═════ Records ═════
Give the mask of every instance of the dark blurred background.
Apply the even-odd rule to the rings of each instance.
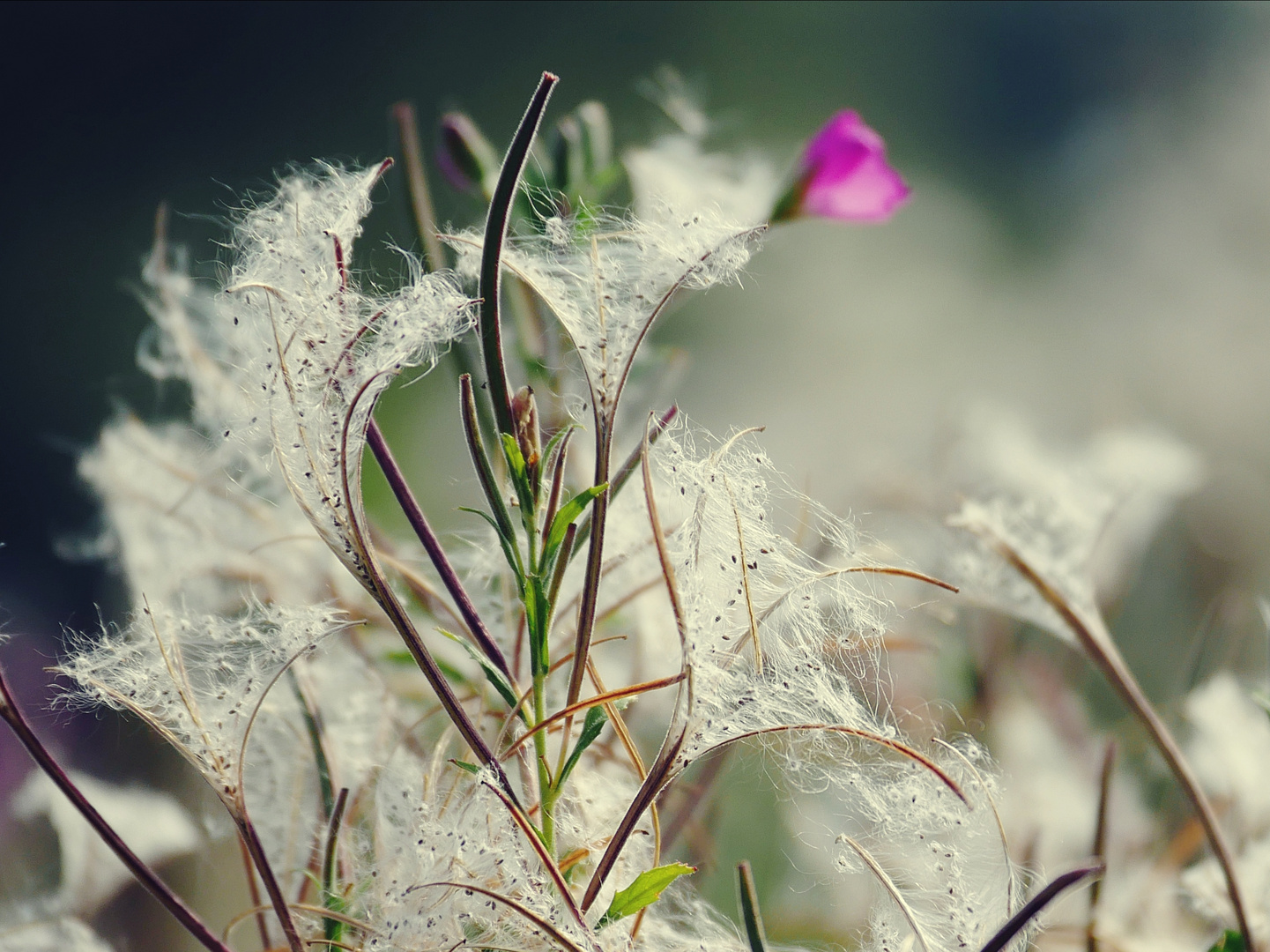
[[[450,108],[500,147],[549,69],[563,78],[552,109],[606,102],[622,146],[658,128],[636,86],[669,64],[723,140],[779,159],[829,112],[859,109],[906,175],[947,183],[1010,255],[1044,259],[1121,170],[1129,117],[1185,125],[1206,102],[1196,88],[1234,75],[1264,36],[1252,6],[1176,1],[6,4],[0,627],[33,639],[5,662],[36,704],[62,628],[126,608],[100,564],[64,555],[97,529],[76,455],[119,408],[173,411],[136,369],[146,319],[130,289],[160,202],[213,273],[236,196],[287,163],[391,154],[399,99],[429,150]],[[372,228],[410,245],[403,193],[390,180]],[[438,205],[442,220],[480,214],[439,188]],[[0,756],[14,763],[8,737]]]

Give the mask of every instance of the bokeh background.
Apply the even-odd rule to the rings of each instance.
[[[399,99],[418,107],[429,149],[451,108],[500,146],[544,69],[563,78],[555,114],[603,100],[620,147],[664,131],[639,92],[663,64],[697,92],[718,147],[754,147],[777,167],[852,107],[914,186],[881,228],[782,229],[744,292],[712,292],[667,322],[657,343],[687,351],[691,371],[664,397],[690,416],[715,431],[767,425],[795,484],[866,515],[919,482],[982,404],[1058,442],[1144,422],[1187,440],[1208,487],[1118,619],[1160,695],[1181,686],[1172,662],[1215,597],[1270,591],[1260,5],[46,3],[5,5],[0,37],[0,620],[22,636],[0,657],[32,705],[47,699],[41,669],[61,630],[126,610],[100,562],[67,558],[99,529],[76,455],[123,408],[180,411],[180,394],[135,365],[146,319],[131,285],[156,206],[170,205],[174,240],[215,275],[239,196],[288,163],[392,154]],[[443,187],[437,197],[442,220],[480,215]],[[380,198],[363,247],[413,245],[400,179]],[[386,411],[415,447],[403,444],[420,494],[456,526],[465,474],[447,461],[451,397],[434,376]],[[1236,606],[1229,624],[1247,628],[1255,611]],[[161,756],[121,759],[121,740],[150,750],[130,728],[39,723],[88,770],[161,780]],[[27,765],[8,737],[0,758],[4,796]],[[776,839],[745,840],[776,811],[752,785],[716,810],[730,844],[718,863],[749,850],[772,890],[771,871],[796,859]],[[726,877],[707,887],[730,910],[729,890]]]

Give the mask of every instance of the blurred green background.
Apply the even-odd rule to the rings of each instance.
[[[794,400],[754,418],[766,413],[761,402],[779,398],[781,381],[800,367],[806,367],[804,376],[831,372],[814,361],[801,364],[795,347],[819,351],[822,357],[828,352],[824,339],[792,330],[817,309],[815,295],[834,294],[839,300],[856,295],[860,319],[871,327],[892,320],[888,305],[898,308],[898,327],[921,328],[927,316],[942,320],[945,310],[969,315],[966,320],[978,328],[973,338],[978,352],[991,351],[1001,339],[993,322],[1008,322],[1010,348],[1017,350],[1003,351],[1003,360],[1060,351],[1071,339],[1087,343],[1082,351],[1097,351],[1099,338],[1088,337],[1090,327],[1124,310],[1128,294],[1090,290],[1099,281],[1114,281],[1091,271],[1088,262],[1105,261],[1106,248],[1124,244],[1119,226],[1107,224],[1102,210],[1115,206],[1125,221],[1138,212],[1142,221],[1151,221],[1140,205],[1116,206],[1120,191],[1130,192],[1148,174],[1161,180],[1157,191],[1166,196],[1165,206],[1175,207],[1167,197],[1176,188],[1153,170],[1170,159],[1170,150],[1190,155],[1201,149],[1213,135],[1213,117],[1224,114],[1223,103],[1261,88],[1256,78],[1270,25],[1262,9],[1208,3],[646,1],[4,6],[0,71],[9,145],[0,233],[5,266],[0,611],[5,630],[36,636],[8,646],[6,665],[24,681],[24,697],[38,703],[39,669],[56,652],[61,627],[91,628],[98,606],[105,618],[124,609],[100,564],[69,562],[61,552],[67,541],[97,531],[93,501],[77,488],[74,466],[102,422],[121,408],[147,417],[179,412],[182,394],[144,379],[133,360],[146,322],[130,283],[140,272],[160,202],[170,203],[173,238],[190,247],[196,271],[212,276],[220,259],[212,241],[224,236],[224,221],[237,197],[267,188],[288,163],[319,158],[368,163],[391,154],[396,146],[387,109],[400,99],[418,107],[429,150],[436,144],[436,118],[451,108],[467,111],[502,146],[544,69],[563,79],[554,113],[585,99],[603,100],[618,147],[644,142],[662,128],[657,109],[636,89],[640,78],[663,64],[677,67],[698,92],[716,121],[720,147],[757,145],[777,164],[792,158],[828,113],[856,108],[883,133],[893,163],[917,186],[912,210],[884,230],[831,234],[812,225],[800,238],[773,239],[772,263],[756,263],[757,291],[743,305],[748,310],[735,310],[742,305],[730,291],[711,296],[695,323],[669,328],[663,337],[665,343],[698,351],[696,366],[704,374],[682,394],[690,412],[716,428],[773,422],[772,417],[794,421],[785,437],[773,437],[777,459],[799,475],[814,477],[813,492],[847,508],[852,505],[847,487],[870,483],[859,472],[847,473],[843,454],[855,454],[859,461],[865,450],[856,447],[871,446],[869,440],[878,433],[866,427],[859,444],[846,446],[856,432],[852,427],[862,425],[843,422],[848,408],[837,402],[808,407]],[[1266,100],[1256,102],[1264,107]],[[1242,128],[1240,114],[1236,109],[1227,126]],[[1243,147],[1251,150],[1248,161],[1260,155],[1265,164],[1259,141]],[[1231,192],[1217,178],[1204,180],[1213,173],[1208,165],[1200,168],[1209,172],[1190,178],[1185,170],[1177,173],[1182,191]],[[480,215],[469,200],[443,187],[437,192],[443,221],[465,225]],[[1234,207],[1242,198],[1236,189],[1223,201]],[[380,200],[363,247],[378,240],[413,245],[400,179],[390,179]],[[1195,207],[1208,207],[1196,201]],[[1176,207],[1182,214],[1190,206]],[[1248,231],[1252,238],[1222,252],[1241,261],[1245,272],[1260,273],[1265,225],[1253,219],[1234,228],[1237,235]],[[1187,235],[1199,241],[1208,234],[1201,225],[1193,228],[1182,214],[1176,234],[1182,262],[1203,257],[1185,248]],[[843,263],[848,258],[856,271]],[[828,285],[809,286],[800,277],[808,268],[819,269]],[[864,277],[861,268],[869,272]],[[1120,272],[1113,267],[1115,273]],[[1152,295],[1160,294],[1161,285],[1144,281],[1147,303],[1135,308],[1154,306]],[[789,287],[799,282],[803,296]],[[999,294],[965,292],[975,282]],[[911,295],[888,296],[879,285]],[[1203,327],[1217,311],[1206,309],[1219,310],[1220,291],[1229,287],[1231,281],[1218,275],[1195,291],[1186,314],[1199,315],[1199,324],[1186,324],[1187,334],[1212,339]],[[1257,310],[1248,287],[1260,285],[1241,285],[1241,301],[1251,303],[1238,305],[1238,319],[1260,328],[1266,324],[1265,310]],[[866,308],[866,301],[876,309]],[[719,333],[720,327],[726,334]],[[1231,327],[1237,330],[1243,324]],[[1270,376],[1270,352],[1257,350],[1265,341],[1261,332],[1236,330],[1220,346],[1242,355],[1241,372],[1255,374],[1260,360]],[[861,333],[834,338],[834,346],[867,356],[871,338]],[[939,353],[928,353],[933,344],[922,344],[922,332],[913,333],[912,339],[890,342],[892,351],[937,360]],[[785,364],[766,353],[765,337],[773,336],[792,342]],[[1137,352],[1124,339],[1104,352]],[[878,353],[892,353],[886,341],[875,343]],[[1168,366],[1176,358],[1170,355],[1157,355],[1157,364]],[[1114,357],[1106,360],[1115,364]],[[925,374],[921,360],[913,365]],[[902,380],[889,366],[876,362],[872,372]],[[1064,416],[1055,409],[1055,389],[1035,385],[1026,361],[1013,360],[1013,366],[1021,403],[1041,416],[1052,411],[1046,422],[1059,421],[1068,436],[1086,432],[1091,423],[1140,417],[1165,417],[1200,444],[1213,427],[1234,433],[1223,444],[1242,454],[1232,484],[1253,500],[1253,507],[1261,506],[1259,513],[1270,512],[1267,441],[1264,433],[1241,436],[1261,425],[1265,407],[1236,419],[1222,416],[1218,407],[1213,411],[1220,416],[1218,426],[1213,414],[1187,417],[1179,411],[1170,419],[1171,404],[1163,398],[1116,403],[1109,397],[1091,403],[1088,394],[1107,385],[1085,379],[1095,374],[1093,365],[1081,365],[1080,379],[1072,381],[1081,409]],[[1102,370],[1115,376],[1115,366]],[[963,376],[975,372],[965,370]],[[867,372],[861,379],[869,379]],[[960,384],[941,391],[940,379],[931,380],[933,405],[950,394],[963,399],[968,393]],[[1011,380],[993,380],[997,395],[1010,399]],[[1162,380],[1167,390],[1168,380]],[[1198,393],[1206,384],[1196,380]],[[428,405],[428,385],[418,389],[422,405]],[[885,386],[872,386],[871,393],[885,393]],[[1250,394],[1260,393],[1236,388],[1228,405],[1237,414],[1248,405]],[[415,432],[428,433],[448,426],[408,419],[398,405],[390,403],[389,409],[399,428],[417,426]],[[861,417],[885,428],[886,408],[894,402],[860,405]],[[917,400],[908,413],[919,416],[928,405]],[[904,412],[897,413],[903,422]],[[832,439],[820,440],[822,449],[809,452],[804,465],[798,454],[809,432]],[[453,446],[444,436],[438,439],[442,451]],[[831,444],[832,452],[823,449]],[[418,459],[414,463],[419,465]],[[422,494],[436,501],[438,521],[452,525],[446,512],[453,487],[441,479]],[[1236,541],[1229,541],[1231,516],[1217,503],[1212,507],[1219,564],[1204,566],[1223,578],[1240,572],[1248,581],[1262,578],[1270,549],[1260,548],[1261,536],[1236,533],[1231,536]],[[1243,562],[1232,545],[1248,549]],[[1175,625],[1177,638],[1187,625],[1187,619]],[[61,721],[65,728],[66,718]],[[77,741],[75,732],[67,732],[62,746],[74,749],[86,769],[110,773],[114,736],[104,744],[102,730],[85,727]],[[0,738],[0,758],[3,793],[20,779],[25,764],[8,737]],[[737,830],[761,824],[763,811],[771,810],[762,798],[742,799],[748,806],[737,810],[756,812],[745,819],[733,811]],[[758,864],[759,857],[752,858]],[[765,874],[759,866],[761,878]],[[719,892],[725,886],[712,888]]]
═════
Pull out all lines of the items above that contain the word "every", and copy each such line in full. Matching is case-sensitive.

Give the mask of every instance of the dark blurred background.
Give the mask of every instance of the bokeh background.
Give the mask of every instance of the blurred green background.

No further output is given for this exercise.